*EXERCISE DETAILS*.
In the records that follow, show each line where the word "tree" is present.

+---+

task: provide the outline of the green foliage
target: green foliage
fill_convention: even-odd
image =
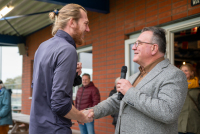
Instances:
[[[7,89],[21,89],[21,83],[22,83],[22,76],[17,76],[15,78],[8,78],[4,82],[4,85]]]

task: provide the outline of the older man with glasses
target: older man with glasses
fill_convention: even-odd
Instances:
[[[120,79],[117,93],[92,107],[95,119],[119,111],[115,134],[177,134],[178,116],[187,94],[184,73],[164,58],[165,30],[146,27],[134,43],[139,72]]]

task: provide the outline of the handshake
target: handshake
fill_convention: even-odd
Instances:
[[[92,122],[94,120],[94,110],[88,109],[88,110],[81,110],[81,118],[78,120],[79,124],[84,124],[88,122]]]

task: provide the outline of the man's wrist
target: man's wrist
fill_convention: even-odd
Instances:
[[[77,121],[83,122],[84,121],[84,116],[85,116],[84,113],[82,113],[81,111],[79,111]]]

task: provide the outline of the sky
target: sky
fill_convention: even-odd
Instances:
[[[22,75],[22,55],[19,55],[18,47],[2,47],[2,80],[15,78]],[[82,53],[82,74],[92,75],[92,54]],[[92,78],[91,78],[92,79]]]
[[[22,55],[18,47],[2,47],[2,80],[22,75]]]

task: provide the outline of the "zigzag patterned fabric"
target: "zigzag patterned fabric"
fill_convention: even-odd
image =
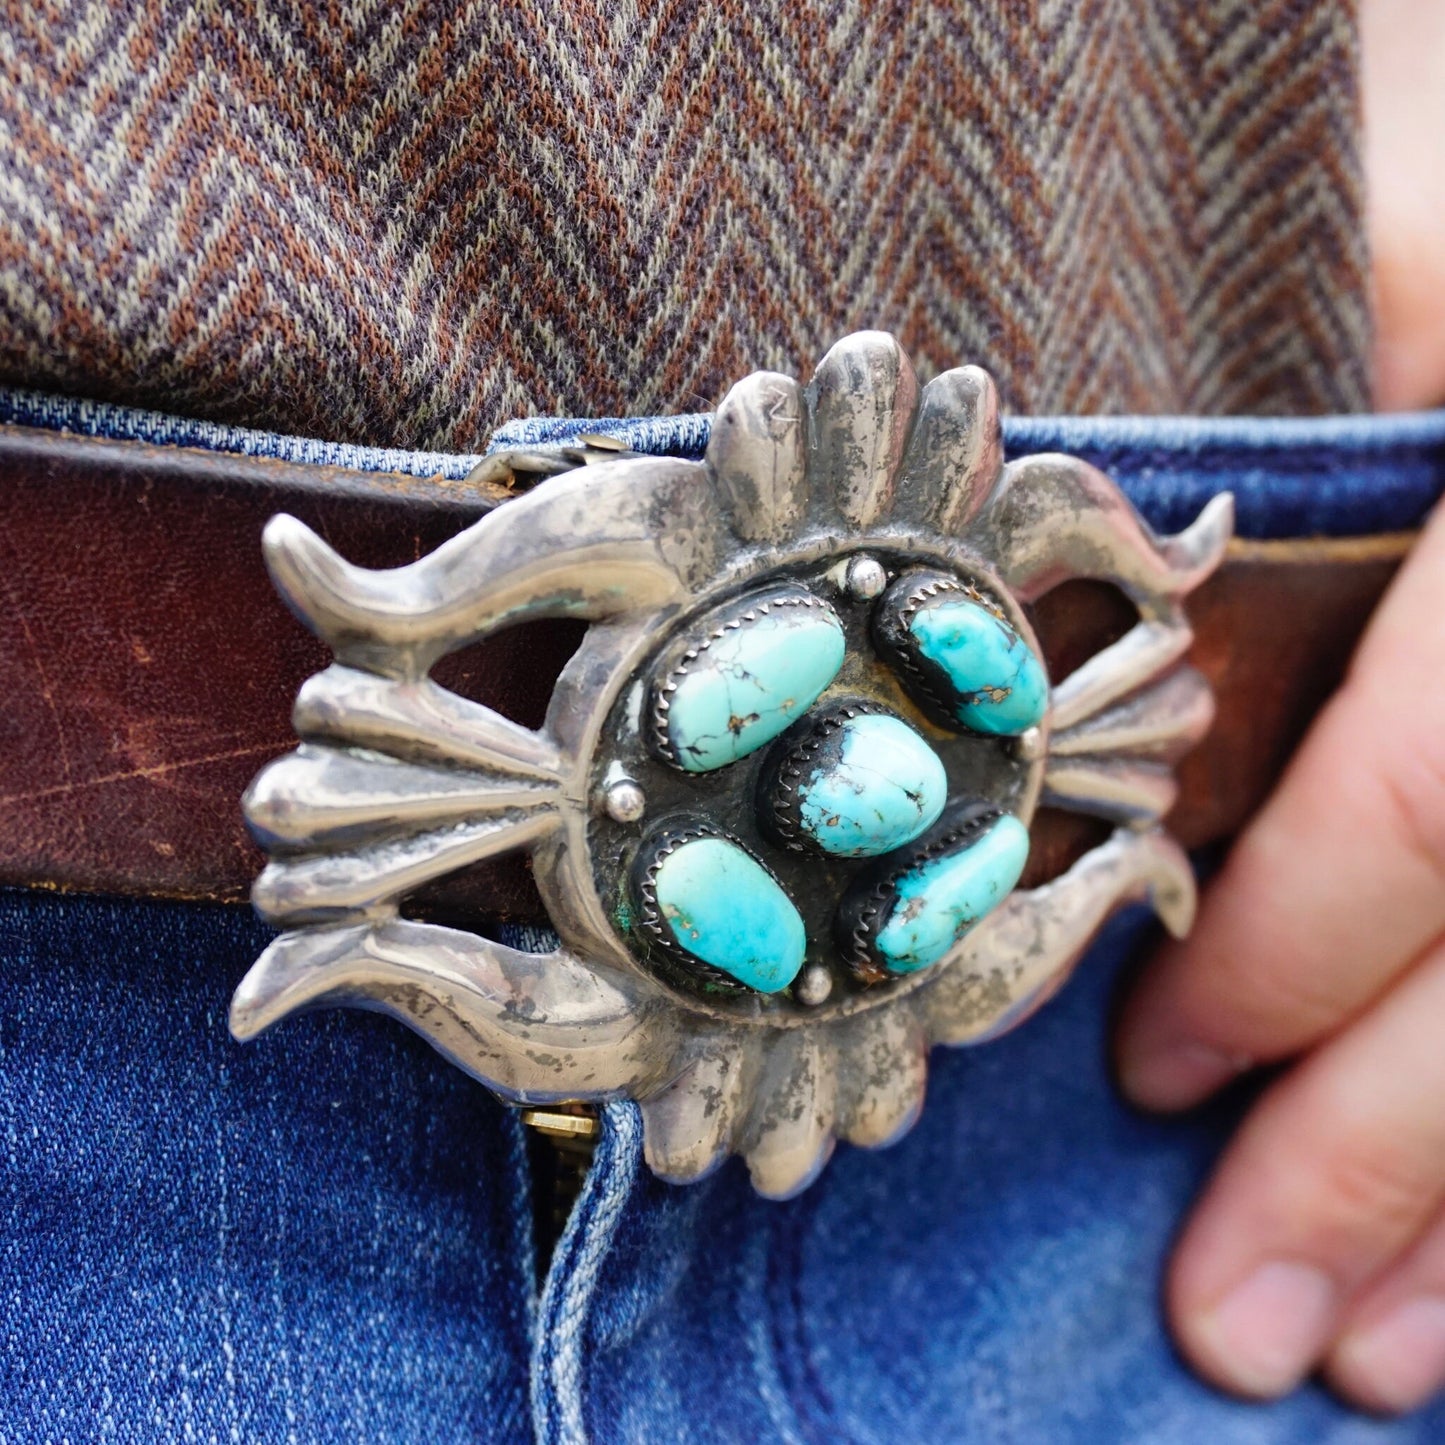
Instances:
[[[860,327],[1368,404],[1350,0],[6,0],[0,379],[380,445]]]

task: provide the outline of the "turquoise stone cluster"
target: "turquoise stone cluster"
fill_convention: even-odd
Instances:
[[[972,587],[905,574],[871,615],[879,656],[940,726],[997,739],[1045,716],[1042,661]],[[847,887],[834,921],[866,980],[945,957],[1013,891],[1029,837],[1008,813],[947,822],[984,800],[950,799],[943,759],[918,728],[876,700],[838,695],[846,635],[835,609],[797,584],[719,609],[690,646],[664,654],[649,719],[656,755],[687,774],[770,749],[749,785],[764,845],[811,853],[820,866],[875,860]],[[660,820],[639,855],[644,926],[735,985],[787,989],[809,949],[802,912],[756,846],[687,816],[680,833]],[[856,956],[859,940],[866,960]]]

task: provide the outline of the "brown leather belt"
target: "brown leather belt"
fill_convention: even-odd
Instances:
[[[238,902],[262,864],[239,798],[294,745],[291,702],[327,654],[261,561],[290,512],[342,555],[395,566],[507,498],[494,486],[0,427],[0,883]],[[1236,542],[1191,598],[1218,719],[1180,769],[1170,826],[1227,838],[1342,676],[1411,535]],[[1074,583],[1035,621],[1055,677],[1132,614]],[[449,658],[446,686],[536,726],[575,625],[535,623]],[[1041,819],[1031,873],[1088,825]],[[483,865],[420,900],[438,916],[541,916],[525,866]]]

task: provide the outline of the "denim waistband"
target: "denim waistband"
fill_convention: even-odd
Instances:
[[[407,451],[284,436],[107,402],[0,388],[0,422],[83,436],[459,480],[484,453]],[[699,457],[712,417],[533,417],[488,450],[616,437],[636,451]],[[1009,455],[1066,451],[1108,472],[1161,531],[1176,531],[1216,492],[1237,499],[1255,538],[1351,536],[1418,526],[1445,492],[1445,410],[1335,417],[1007,417]]]

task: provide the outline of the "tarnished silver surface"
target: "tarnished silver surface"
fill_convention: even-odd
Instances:
[[[1182,663],[1182,599],[1219,562],[1232,502],[1156,538],[1082,461],[1005,465],[984,372],[920,389],[878,333],[840,342],[807,387],[740,382],[701,462],[597,450],[392,571],[350,566],[290,517],[267,528],[278,588],[335,661],[297,699],[301,746],[245,800],[271,855],[254,901],[286,931],[237,989],[231,1029],[249,1039],[304,1009],[378,1010],[514,1102],[638,1100],[664,1178],[738,1153],[762,1193],[786,1197],[835,1139],[905,1132],[930,1046],[1019,1022],[1116,908],[1145,900],[1174,933],[1189,928],[1192,875],[1158,822],[1175,759],[1210,721],[1208,688]],[[860,982],[811,924],[807,962],[781,994],[710,991],[659,968],[619,921],[621,879],[657,810],[693,784],[649,761],[650,669],[741,594],[807,586],[840,613],[866,610],[914,565],[976,582],[1031,646],[1022,605],[1058,582],[1100,578],[1133,600],[1137,625],[1055,680],[1044,721],[977,764],[979,788],[1024,823],[1046,802],[1116,831],[915,974]],[[446,653],[544,617],[591,626],[540,729],[428,677]],[[838,686],[946,745],[876,659],[850,654]],[[951,766],[955,783],[974,777],[967,760]],[[698,783],[696,806],[732,807],[729,789],[752,785],[738,768],[731,784]],[[410,890],[516,849],[532,854],[556,951],[399,916]]]

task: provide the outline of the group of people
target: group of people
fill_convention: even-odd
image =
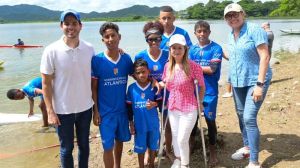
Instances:
[[[224,19],[232,28],[228,41],[230,83],[244,142],[232,159],[250,157],[248,167],[256,168],[260,167],[257,114],[272,72],[266,32],[245,18],[240,5],[226,6]],[[209,39],[208,22],[195,24],[198,41],[193,45],[188,33],[174,21],[173,9],[161,7],[159,21],[147,22],[143,28],[149,47],[138,53],[133,63],[119,48],[118,25],[101,25],[99,33],[106,50],[95,54],[92,45],[79,38],[79,13],[66,10],[61,14],[64,35],[45,48],[40,66],[42,88],[32,93],[43,94],[48,122],[56,126],[62,167],[74,167],[74,126],[78,165],[88,167],[91,121],[99,126],[107,168],[121,167],[123,142],[129,141],[131,135],[140,167],[144,162],[154,167],[160,136],[165,136],[165,153],[173,161],[171,167],[190,167],[189,139],[195,136],[202,111],[208,127],[209,163],[218,163],[216,111],[223,50]],[[136,82],[127,89],[128,77]],[[30,97],[25,89],[14,93],[13,99]],[[167,108],[162,108],[165,100]],[[166,123],[165,135],[160,135],[158,112],[168,116],[161,119]]]

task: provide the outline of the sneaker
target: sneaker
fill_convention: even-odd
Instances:
[[[235,151],[234,154],[231,155],[231,159],[233,160],[242,160],[250,157],[250,150],[247,147],[242,147],[241,149]]]
[[[249,163],[248,166],[246,166],[245,168],[261,168],[261,166],[258,164],[253,164],[253,163]]]
[[[171,168],[180,168],[181,161],[179,159],[175,159]]]
[[[222,95],[223,98],[228,98],[228,97],[232,97],[232,92],[226,92],[225,94]]]

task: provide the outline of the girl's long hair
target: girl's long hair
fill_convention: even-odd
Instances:
[[[182,66],[183,66],[183,71],[185,73],[185,75],[188,77],[190,75],[190,66],[189,66],[189,58],[188,58],[188,53],[189,53],[189,49],[187,46],[184,46],[185,52],[182,58]],[[169,48],[169,66],[168,66],[168,78],[169,79],[174,79],[174,69],[175,69],[175,59],[174,57],[171,55],[171,47]]]

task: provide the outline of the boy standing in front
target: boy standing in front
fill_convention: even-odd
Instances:
[[[93,122],[99,125],[106,168],[120,168],[123,142],[130,140],[126,87],[133,73],[128,54],[119,53],[121,35],[114,23],[99,30],[107,50],[92,59]]]
[[[203,70],[205,82],[204,116],[208,127],[210,166],[218,162],[216,153],[217,127],[216,111],[218,104],[218,81],[221,73],[221,61],[223,51],[220,45],[209,39],[210,25],[206,21],[198,21],[195,24],[195,36],[198,43],[190,49],[190,59],[200,64]]]
[[[162,97],[155,95],[148,78],[148,63],[138,59],[133,64],[136,82],[128,87],[127,107],[130,133],[134,135],[134,152],[138,153],[139,167],[144,167],[146,149],[150,150],[149,167],[154,168],[155,151],[159,142],[159,119],[157,106]]]

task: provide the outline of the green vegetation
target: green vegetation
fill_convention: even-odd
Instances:
[[[271,12],[270,16],[300,16],[299,0],[281,0],[278,9]]]
[[[300,56],[300,50],[297,53],[292,53],[292,52],[286,51],[286,50],[279,50],[279,51],[274,52],[274,56],[280,60],[286,60],[286,59],[289,59],[292,57]]]
[[[287,1],[287,0],[286,0]],[[299,0],[294,0],[299,1]],[[209,0],[207,4],[198,3],[187,10],[187,19],[222,19],[224,8],[232,3],[233,1],[222,1],[217,2],[214,0]],[[280,2],[279,1],[268,1],[262,3],[261,1],[254,0],[241,0],[238,2],[243,9],[246,11],[247,15],[250,17],[264,17],[269,16],[270,13],[276,10]],[[299,10],[298,10],[299,11]]]
[[[186,10],[177,12],[182,19],[223,19],[223,11],[232,0],[218,2],[209,0],[207,4],[198,3]],[[300,0],[274,0],[262,3],[256,0],[240,0],[238,2],[250,18],[267,19],[299,19]],[[0,6],[0,24],[3,23],[31,23],[58,22],[61,11],[52,11],[36,5]],[[112,21],[135,22],[155,20],[159,14],[159,7],[134,5],[111,12],[81,13],[83,21]]]

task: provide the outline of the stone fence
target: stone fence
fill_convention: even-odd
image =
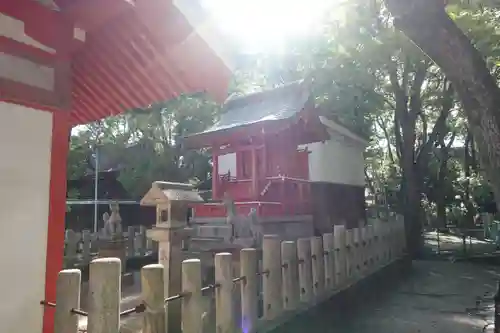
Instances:
[[[123,232],[127,257],[144,256],[154,252],[156,242],[146,237],[146,227],[130,226]],[[73,268],[88,265],[99,252],[99,240],[102,232],[92,233],[90,230],[75,232],[66,230],[64,248],[64,267]]]
[[[141,270],[142,302],[125,310],[120,309],[120,260],[100,258],[90,263],[88,312],[79,309],[81,272],[76,269],[59,273],[56,302],[42,304],[56,308],[55,333],[76,333],[79,316],[88,317],[89,333],[119,332],[121,319],[137,313],[142,332],[165,333],[172,320],[168,308],[177,306],[183,333],[267,332],[402,258],[404,234],[397,219],[350,230],[335,226],[333,233],[297,241],[264,235],[262,251],[216,254],[215,281],[208,286],[202,285],[201,261],[184,260],[182,291],[167,297],[163,266],[147,265]],[[207,322],[207,293],[215,298],[213,322]]]

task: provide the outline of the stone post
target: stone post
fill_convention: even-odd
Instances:
[[[233,304],[233,263],[231,253],[215,255],[215,329],[217,333],[235,330]]]
[[[121,268],[117,258],[95,259],[89,268],[89,333],[120,331]]]
[[[76,233],[68,229],[66,230],[66,250],[64,251],[65,266],[68,268],[73,267],[77,261],[77,248],[78,239]]]
[[[361,276],[361,233],[359,228],[352,229],[351,258],[352,278],[356,281]]]
[[[165,299],[163,297],[163,266],[153,264],[141,270],[142,299],[146,305],[143,333],[165,333]]]
[[[344,260],[345,260],[345,269],[346,269],[346,275],[345,275],[344,282],[348,285],[351,283],[352,276],[353,276],[352,253],[354,252],[354,249],[353,249],[352,229],[345,231],[344,248],[345,248]]]
[[[335,249],[333,234],[323,234],[323,253],[325,265],[325,289],[332,291],[335,287]]]
[[[147,240],[146,227],[141,225],[139,226],[139,235],[137,237],[137,250],[140,256],[146,254]]]
[[[257,250],[242,249],[240,252],[241,281],[241,328],[243,332],[254,333],[258,318],[257,298]]]
[[[346,247],[345,247],[345,227],[343,225],[336,225],[333,228],[334,237],[334,263],[335,263],[335,286],[337,288],[343,286],[346,280]]]
[[[67,269],[59,272],[56,284],[56,314],[54,333],[77,333],[78,316],[71,309],[80,307],[79,269]]]
[[[262,241],[262,289],[264,318],[276,318],[282,311],[281,297],[281,242],[277,235],[264,235]]]
[[[283,307],[294,310],[299,302],[299,281],[297,266],[297,245],[287,241],[281,243],[283,275]]]
[[[127,228],[127,256],[135,256],[135,228],[133,226]]]
[[[323,239],[322,237],[311,238],[311,259],[312,259],[312,278],[313,293],[316,298],[321,297],[325,288],[325,260],[323,258]]]
[[[300,301],[308,303],[313,296],[311,241],[309,238],[299,238],[297,240],[297,255],[299,261]]]
[[[90,262],[90,259],[91,259],[91,253],[90,253],[91,242],[92,242],[92,236],[90,234],[90,230],[83,230],[82,231],[82,256],[83,256],[83,262],[85,264],[88,264]]]
[[[182,239],[179,237],[179,230],[166,224],[157,225],[153,229],[148,230],[148,237],[159,242],[158,263],[164,267],[164,298],[179,294],[182,291]],[[166,320],[168,323],[168,332],[180,332],[180,317],[180,303],[171,302],[167,304]]]
[[[182,262],[182,292],[189,294],[182,298],[182,332],[200,333],[203,328],[202,294],[201,294],[201,261],[188,259]],[[177,321],[181,316],[177,317]],[[180,321],[179,321],[180,323]],[[169,326],[170,326],[169,321]],[[167,332],[181,332],[170,331]]]

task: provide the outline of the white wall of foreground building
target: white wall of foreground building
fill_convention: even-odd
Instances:
[[[50,112],[0,102],[0,332],[42,332]]]

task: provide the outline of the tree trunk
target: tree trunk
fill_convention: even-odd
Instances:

+---+

*RESULT*.
task: provide the outline of the tree trunk
target: tree trunk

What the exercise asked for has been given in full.